**EXERCISE AIM:** Repeat each entry as written, dropping any picture you find.

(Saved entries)
--- START ---

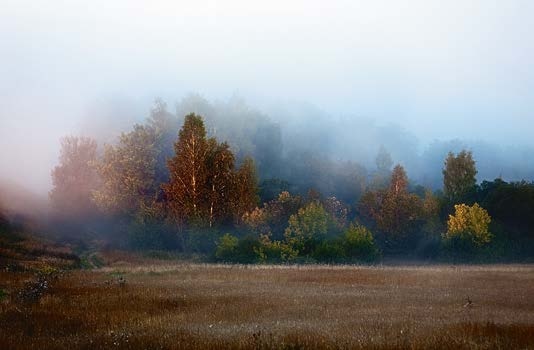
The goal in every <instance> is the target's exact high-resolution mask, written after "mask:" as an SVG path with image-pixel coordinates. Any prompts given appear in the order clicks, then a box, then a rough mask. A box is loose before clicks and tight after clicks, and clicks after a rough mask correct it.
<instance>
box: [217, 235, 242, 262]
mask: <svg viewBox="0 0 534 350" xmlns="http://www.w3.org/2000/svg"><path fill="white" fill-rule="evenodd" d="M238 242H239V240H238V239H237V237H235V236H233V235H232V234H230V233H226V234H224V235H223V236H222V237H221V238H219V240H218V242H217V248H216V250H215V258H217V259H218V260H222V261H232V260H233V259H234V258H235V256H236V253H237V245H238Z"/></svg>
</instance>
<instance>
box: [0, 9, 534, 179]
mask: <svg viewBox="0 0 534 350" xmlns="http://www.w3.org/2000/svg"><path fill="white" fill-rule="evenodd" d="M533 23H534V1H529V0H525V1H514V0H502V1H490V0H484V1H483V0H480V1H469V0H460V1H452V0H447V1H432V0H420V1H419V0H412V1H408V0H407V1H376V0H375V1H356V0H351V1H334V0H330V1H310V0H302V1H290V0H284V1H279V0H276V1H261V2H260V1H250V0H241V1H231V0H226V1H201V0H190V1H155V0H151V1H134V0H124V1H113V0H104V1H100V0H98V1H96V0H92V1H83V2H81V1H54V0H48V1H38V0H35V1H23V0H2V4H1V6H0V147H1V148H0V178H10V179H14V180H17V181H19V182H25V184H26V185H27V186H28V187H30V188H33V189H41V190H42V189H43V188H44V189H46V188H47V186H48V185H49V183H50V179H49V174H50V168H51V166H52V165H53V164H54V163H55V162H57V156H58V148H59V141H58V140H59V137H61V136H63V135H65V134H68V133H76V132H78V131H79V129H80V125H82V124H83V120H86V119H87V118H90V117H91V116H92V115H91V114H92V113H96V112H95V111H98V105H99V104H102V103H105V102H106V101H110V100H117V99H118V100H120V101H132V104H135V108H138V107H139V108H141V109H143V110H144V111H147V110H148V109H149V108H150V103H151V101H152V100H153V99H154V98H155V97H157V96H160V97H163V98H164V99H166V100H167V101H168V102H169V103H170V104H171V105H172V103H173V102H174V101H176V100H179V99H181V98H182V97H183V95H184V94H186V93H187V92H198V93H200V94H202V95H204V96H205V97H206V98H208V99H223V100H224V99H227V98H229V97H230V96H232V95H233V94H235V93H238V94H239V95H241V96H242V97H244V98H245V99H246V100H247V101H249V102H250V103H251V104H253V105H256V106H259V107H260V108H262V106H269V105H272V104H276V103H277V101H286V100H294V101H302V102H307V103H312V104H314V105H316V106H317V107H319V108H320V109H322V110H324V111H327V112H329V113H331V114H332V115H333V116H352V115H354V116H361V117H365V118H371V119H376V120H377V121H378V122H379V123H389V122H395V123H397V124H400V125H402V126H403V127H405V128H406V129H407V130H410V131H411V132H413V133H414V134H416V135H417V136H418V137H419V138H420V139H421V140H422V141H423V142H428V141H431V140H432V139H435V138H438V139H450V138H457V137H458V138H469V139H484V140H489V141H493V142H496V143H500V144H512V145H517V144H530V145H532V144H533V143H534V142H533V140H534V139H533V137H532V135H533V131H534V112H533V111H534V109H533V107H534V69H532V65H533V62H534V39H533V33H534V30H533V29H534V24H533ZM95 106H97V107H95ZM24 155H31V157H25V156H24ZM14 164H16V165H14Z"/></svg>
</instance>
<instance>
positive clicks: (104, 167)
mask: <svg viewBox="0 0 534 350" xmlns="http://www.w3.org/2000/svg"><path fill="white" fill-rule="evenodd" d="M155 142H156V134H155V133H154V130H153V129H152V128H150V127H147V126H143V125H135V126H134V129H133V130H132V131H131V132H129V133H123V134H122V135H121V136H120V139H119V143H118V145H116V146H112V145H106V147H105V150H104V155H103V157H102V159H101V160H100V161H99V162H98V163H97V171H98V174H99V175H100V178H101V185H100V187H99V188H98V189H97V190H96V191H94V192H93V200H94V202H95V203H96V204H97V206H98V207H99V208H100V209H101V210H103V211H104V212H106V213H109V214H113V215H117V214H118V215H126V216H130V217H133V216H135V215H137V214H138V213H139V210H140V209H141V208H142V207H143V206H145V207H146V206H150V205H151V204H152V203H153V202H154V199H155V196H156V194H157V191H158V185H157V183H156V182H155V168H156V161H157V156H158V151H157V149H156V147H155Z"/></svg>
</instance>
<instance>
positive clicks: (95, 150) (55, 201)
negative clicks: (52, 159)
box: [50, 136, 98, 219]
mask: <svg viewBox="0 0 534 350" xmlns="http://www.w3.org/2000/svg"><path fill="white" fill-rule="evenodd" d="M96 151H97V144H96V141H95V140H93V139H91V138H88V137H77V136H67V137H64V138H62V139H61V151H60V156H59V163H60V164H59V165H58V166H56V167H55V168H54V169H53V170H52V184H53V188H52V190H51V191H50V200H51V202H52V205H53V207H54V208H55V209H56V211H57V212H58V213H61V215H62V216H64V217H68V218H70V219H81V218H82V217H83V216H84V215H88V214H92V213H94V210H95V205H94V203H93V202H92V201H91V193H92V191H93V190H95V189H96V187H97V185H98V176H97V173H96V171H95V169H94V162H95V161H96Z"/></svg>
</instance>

--- END ---

**EXPECTED ANSWER:**
The goal in every <instance> is the target's exact high-resolution mask, written after "mask:" as an SVG path with image-pixel coordinates. Any prompts given appear in the order clicks, then a box, then a rough mask. A box is loose before clicks and tight after clicks, and clicks after a rough mask correct it.
<instance>
box: [217, 235, 242, 262]
mask: <svg viewBox="0 0 534 350" xmlns="http://www.w3.org/2000/svg"><path fill="white" fill-rule="evenodd" d="M238 242H239V240H238V239H237V237H235V236H233V235H232V234H230V233H226V234H224V235H223V236H222V237H221V238H219V240H218V242H217V248H216V250H215V258H217V259H218V260H222V261H232V260H233V259H234V258H235V256H236V253H237V245H238Z"/></svg>
</instance>
<instance>
box: [0, 9, 534, 179]
mask: <svg viewBox="0 0 534 350" xmlns="http://www.w3.org/2000/svg"><path fill="white" fill-rule="evenodd" d="M533 23H534V1H529V0H525V1H514V0H502V1H490V0H484V1H483V0H480V1H469V0H460V1H452V0H447V1H432V0H420V1H419V0H412V1H408V0H407V1H376V0H375V1H356V0H351V1H334V0H330V1H310V0H302V1H290V0H284V1H279V0H276V1H261V2H260V1H250V0H241V1H231V0H226V1H201V0H190V1H155V0H151V1H134V0H124V1H113V0H104V1H100V0H98V1H96V0H92V1H83V2H81V1H54V0H48V1H38V0H35V1H23V0H2V4H1V6H0V147H1V148H0V178H10V179H14V180H17V181H19V182H25V184H26V185H27V186H28V187H30V188H33V189H41V190H42V189H43V188H44V189H46V188H47V186H48V185H49V183H50V179H49V174H50V168H51V166H52V165H53V164H54V163H55V162H57V156H58V148H59V141H58V140H59V137H61V136H63V135H65V134H68V133H76V132H78V131H79V129H80V125H82V124H83V120H86V119H87V118H90V117H91V116H92V115H91V114H92V113H96V112H95V111H98V105H99V104H102V103H105V102H106V101H110V100H117V99H118V100H120V101H132V104H135V108H138V107H139V108H141V109H143V110H144V111H147V110H148V109H149V108H150V103H151V101H152V100H153V99H154V98H155V97H157V96H160V97H163V98H164V99H166V100H167V101H168V102H169V103H170V104H171V105H172V103H173V102H174V101H176V100H179V99H181V98H182V97H183V95H184V94H186V93H187V92H198V93H200V94H202V95H204V96H205V97H206V98H208V99H223V100H224V99H227V98H229V97H230V96H232V95H233V94H235V93H238V94H239V95H241V96H242V97H244V98H245V99H246V100H247V101H249V102H250V103H251V104H253V105H256V106H259V107H260V108H262V106H269V105H272V104H276V103H277V101H286V100H294V101H302V102H307V103H312V104H314V105H316V106H317V107H319V108H320V109H322V110H324V111H327V112H329V113H331V114H332V115H333V116H352V115H354V116H361V117H365V118H371V119H376V120H377V121H378V122H379V123H389V122H395V123H397V124H400V125H402V126H403V127H405V128H406V129H407V130H410V131H411V132H413V133H414V134H416V135H417V136H418V137H419V138H420V139H421V140H422V141H423V142H428V141H431V140H432V139H435V138H438V139H450V138H457V137H458V138H469V139H484V140H489V141H493V142H496V143H500V144H512V145H517V144H530V145H532V144H533V143H534V142H533V140H534V139H533V137H532V135H533V131H534V112H533V111H534V109H533V107H534V69H532V65H533V62H534V39H533V33H534V30H533V29H534V24H533ZM95 106H97V107H95ZM24 155H31V157H25V156H24ZM14 164H16V165H14Z"/></svg>
</instance>
<instance>
positive clicks: (104, 167)
mask: <svg viewBox="0 0 534 350" xmlns="http://www.w3.org/2000/svg"><path fill="white" fill-rule="evenodd" d="M155 142H156V134H155V133H154V130H153V129H152V128H150V127H147V126H143V125H135V126H134V129H133V130H132V131H131V132H129V133H123V134H122V135H121V136H120V139H119V143H118V145H116V146H112V145H106V147H105V150H104V155H103V157H102V159H101V160H100V161H99V162H98V163H97V171H98V174H99V175H100V178H101V185H100V187H99V188H98V189H97V190H96V191H94V192H93V200H94V202H95V203H96V204H97V206H98V207H99V208H100V209H101V210H103V211H104V212H106V213H109V214H113V215H117V214H118V215H126V216H130V217H133V216H135V215H137V214H138V213H139V210H140V209H141V208H142V207H143V206H145V207H146V206H150V205H151V204H152V203H153V202H154V199H155V196H156V194H157V191H158V185H157V183H156V182H155V168H156V161H157V156H158V151H157V149H156V147H155Z"/></svg>
</instance>
<instance>
positive clicks: (95, 150) (55, 201)
negative clicks: (52, 159)
box: [50, 136, 98, 219]
mask: <svg viewBox="0 0 534 350" xmlns="http://www.w3.org/2000/svg"><path fill="white" fill-rule="evenodd" d="M96 151H97V144H96V141H95V140H93V139H91V138H88V137H77V136H67V137H64V138H62V139H61V151H60V156H59V163H60V164H59V165H58V166H56V167H55V168H54V169H53V170H52V184H53V188H52V190H51V191H50V200H51V202H52V205H53V207H54V208H55V209H56V211H57V212H58V213H61V215H62V216H64V217H68V218H70V219H81V218H82V217H83V216H84V215H88V214H92V213H94V210H95V205H94V203H93V202H92V201H91V193H92V191H93V190H95V189H96V187H97V185H98V176H97V173H96V171H95V169H94V162H95V161H96Z"/></svg>
</instance>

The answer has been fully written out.